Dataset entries
------------------------
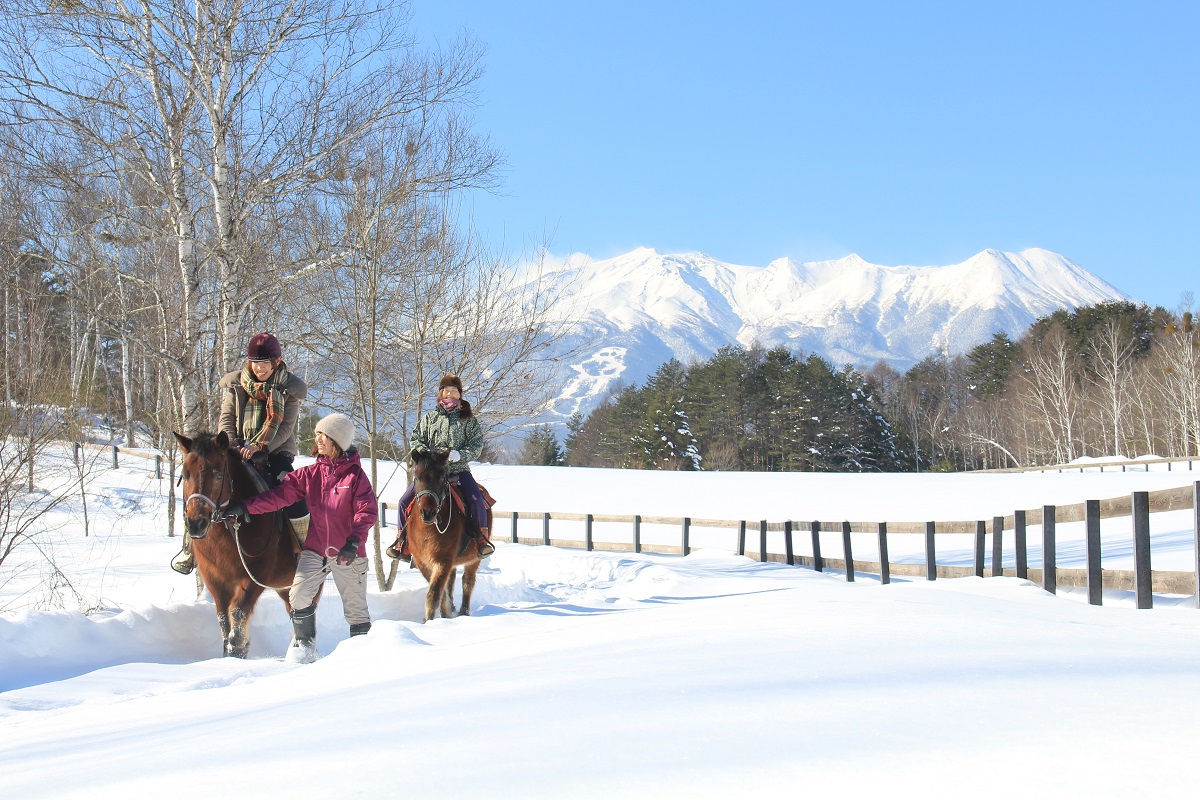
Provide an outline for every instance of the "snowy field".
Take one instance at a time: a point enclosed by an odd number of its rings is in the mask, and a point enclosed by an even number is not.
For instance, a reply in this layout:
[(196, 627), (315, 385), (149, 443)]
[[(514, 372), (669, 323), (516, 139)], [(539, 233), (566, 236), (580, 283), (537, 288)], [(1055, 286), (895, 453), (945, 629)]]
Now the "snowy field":
[[(68, 464), (47, 462), (39, 485)], [(1093, 607), (1014, 578), (847, 583), (739, 557), (729, 530), (693, 530), (680, 558), (507, 544), (504, 521), (470, 618), (422, 624), (424, 582), (405, 571), (371, 590), (374, 627), (353, 640), (328, 587), (314, 664), (280, 658), (290, 623), (273, 596), (252, 657), (222, 659), (211, 602), (167, 566), (172, 487), (152, 467), (95, 469), (87, 535), (76, 497), (0, 566), (0, 797), (1195, 795), (1194, 598), (1139, 611), (1127, 593)], [(751, 521), (990, 519), (1192, 480), (475, 472), (501, 512)], [(388, 475), (394, 509), (403, 478)], [(1060, 567), (1082, 566), (1078, 527), (1059, 526)], [(1191, 512), (1151, 528), (1154, 568), (1191, 569)], [(893, 561), (923, 560), (910, 538), (891, 537)], [(1103, 539), (1104, 566), (1130, 568), (1128, 520)], [(873, 540), (856, 535), (856, 558)], [(1029, 541), (1040, 566), (1039, 529)], [(840, 537), (823, 552), (840, 557)], [(970, 537), (939, 537), (939, 563), (971, 560)]]

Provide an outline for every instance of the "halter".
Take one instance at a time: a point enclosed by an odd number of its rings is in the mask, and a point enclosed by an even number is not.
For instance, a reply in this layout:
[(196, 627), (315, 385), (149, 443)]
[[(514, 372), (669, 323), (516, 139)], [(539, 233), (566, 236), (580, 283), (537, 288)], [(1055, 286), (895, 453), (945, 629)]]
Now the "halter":
[(417, 492), (416, 496), (413, 498), (413, 502), (418, 504), (418, 508), (420, 507), (420, 500), (423, 495), (429, 495), (433, 498), (434, 502), (437, 503), (437, 507), (433, 512), (433, 527), (439, 534), (444, 534), (446, 531), (450, 530), (450, 520), (454, 518), (454, 503), (450, 503), (450, 513), (446, 515), (446, 524), (445, 526), (440, 524), (442, 518), (442, 503), (445, 502), (446, 498), (450, 496), (450, 481), (447, 479), (446, 491), (442, 494), (438, 494), (432, 489), (422, 489), (421, 491)]
[[(187, 504), (192, 502), (192, 500), (195, 498), (200, 498), (201, 500), (203, 500), (205, 503), (208, 503), (208, 505), (212, 507), (212, 510), (213, 510), (212, 514), (208, 518), (208, 527), (210, 527), (210, 528), (213, 525), (215, 525), (216, 523), (222, 522), (225, 519), (225, 515), (221, 513), (221, 509), (228, 506), (229, 501), (233, 499), (233, 475), (232, 475), (232, 470), (230, 469), (230, 466), (231, 465), (229, 465), (228, 463), (225, 465), (225, 479), (222, 480), (222, 482), (221, 482), (221, 488), (226, 490), (223, 492), (223, 494), (225, 495), (224, 502), (218, 503), (217, 501), (213, 500), (211, 497), (204, 494), (203, 492), (192, 492), (187, 497), (185, 497), (183, 500), (183, 507), (185, 510), (187, 509)], [(183, 476), (180, 475), (180, 477), (182, 478)], [(207, 530), (205, 531), (204, 535), (205, 536), (208, 535)], [(204, 538), (204, 537), (195, 537), (195, 538)]]

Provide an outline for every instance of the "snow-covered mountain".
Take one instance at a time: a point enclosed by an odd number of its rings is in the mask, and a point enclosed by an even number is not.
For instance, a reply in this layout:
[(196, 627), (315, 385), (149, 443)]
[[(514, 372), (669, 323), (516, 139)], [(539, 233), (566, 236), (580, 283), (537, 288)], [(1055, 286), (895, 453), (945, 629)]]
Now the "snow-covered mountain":
[(834, 366), (885, 361), (903, 371), (956, 355), (998, 331), (1128, 296), (1057, 253), (985, 250), (961, 264), (888, 267), (857, 255), (766, 267), (701, 253), (638, 248), (595, 260), (576, 254), (543, 275), (569, 297), (584, 355), (554, 403), (587, 413), (615, 381), (641, 383), (671, 357), (687, 363), (738, 343), (816, 353)]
------------------------
Action item:
All lines in the preceding records that hold the word "every" need to be copied.

Task result:
Provide an outline for every instance of the "snowy field".
Provide an outline for every instance of the "halter".
Provide an outline for every instance of the "snow-covered mountain".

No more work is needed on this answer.